→ **What to work on**
Can you rewrite the records below with "In this unit" changed to "In this set" everywhere it occurs, keeping everything else the same?

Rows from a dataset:
· · · · ·

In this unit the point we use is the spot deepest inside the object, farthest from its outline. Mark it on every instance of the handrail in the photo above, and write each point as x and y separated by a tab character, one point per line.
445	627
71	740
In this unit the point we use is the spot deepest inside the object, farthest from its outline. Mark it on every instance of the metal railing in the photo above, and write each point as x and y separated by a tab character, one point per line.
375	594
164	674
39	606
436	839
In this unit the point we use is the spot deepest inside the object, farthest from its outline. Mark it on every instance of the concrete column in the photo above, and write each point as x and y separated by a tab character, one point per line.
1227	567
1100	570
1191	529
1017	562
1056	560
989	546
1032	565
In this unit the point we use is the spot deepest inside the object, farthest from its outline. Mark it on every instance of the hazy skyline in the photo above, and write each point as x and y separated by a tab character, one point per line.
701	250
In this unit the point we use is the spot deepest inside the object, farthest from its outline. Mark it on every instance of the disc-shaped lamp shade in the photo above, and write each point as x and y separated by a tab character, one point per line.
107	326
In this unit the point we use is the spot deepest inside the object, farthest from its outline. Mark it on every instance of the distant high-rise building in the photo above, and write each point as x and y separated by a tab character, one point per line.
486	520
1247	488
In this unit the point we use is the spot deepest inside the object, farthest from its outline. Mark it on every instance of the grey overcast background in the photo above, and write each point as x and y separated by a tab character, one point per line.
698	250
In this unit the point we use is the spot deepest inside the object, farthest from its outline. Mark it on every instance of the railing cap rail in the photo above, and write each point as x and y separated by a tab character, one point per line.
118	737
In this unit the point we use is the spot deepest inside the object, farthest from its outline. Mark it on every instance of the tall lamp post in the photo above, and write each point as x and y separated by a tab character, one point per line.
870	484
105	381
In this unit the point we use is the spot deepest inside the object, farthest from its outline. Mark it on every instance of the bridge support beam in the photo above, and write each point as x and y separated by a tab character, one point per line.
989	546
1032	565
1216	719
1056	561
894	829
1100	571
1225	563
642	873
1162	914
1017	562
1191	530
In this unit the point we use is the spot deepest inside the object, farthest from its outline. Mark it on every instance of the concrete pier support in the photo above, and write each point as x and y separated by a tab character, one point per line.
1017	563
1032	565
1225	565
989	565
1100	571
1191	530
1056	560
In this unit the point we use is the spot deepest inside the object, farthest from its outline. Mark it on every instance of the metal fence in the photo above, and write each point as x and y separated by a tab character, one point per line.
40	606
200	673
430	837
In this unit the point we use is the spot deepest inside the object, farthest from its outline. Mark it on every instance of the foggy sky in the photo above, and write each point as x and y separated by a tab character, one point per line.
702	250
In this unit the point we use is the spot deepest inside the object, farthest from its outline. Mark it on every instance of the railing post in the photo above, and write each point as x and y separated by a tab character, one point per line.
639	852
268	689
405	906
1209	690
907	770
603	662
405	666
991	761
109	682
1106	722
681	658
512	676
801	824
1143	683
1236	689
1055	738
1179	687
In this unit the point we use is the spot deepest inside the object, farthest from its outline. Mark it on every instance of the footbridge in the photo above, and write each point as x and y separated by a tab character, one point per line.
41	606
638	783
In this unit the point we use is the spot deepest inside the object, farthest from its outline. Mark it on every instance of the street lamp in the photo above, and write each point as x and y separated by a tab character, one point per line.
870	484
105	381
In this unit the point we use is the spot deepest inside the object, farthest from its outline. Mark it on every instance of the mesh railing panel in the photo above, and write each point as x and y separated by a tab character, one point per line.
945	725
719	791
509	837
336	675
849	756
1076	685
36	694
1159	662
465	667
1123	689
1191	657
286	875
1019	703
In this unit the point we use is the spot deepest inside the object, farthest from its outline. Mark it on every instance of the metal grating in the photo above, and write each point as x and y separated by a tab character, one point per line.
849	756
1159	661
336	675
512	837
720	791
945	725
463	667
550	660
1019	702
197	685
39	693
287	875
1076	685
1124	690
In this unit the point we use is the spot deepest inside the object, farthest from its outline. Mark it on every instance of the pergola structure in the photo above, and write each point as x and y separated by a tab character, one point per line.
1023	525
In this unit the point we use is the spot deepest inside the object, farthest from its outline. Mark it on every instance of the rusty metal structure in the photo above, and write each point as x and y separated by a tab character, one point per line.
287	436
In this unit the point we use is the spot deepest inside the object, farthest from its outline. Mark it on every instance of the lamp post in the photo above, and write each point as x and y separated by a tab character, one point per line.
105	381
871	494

· · · · ·

→ **Solution to this task**
In this set the point we use is the spot deepest inside the object, farthest from its outline. Mark it on every instance of the handrail in the photo above, and write each point as x and y separated by a tab character, one point per line.
445	627
71	740
In this set the point we use is the spot deepest inside the object, farthest from its outline. Mark it on every instance of the metal railing in the photo above, and write each point as x and y separated by a tab character, one point per line.
375	594
164	674
39	606
436	839
In this set the point we use is the spot deepest inside the object, farthest from its outline. Mark it on every instance of the concrete column in the photo above, and write each point as x and y separated by a tab character, one point per line.
1227	567
1100	570
1191	529
1017	562
1056	560
989	546
1032	565
In this set the point we use is the spot deepest inside the object, farthest from its outline. Mark it on every instance of the hazy skyline in the photo above, and write each point as x and y separated by a tab character, one point per line.
701	250
In this set the point we use is the spot deepest inside the object, farthest from its outline. Mark it on every instance of the disc-shaped lamp shade in the photo above, and write each point as x and y separated by a tab character, one point per line.
107	326
In this set the point we use is the spot deepest inside the object, farthest from its outline. Mark it on every instance of the distant high-rise building in the photo above, and write each point as x and y separated by a tab character, one point per line.
486	520
1247	488
In this set the point we use is the spot deepest inside the object, farthest from its outline. Mark it on every instance of the grey overcast background in the photo above, and write each point as x and y separated by a tab character, one point per line.
698	250
In this set the point we use is the spot deepest inside the object, farthest from its outline. Mark it on every instance of the railing cap rail in the photo above, and write each point as x and y separated by a tab character, one point per line.
118	737
In this set the point we use is the spot deepest inside the object, farthest from its outline. Mark it on every instance of the tall lamp post in the photo above, and write each point as x and y separated by a tab character, one point per line.
870	484
105	381
In this set the point we use is the spot deepest inside the object, farthest from its outline. Mark it on every instance of the bridge support beam in the photo above, and write each point as x and y separated by a tab character, one point per line.
989	546
1032	565
1216	719
1056	561
894	829
1100	571
1225	563
642	873
1162	914
1017	562
1191	530
In this set the point we use is the spot deepest inside the object, farthest from its outline. Mark it on every instance of the concrete pier support in the photo above, and write each point as x and y separated by a tab character, one point per line.
1017	563
1032	565
1225	565
989	565
1100	571
1191	530
1056	560
In this set the point we use is the spot deepest inside the object, farthest from its outline. Mark it on every instance of the metal fence in the photo above, and write each point as x and y separated by a tab character, one point per line.
40	606
200	673
430	837
In this set the point we use is the spot deepest inside the object, farthest from its outline. Mark it on every instance of the foggy sky in the photo above, and write each point as x and y separated by a tab character, one point per line.
702	250
In this set the point we use is the spot deepest inside the object, farthest from its outline. Mark it on every instance of the railing post in the photo above, and write each point as x and y separated by a tab character, one point per line.
639	852
268	689
405	906
1209	690
907	770
603	662
405	666
991	761
109	682
1106	722
681	658
512	676
801	824
1143	683
1236	689
1055	738
1179	687
In this set the point we use is the spot deepest inside the object, farthest from its outline. Mark it on every instance of the footbridge in the photo above, and write each point as x and y separated by a tab character, one point per line.
41	606
638	783
In this set the point we use is the spot deepest inside the object, farthest from its outline. Mark it on every instance of the street lamp in the photo above, and write each point as x and y separated by a tab character, one point per line.
870	484
105	381
In this set the point we use is the spot deepest inside the object, farthest from its outline. Mark it on every instance of the mesh railing panel in the photo above, and write each point as x and y separated by a tab character, one point per line.
945	725
719	791
509	837
336	675
849	756
1076	685
36	694
1159	662
465	667
1123	689
1191	657
286	875
1019	703
In this set the point we use is the spot deepest inside the object, farthest from its outline. Mark it on every instance of the metal grating in the photo above, and write each point as x and y separated by a tab character, one point per line.
849	756
1159	661
336	675
512	837
720	791
945	725
463	667
550	660
1019	702
197	685
39	693
287	875
1076	685
1124	690
In this set the point we use is the spot deepest inside the object, farthest from its outline. Mark it on every instance of the pergola structure in the photo above, and write each point as x and y separated by a tab character, one point per line.
1023	525
In this set the point we use is the spot deepest inside the object, farthest from its outline. Mark it on every instance of the rusty metal structure in the photo above, and write each point as x and y separated by a tab character, one point per line.
287	436
In this set the point we use is the spot deepest inside the object, farthest from its outline. Mark it on every instance of the lamp post in the photo above, and write each point as x and y separated by a tab character, one point per line.
105	381
871	494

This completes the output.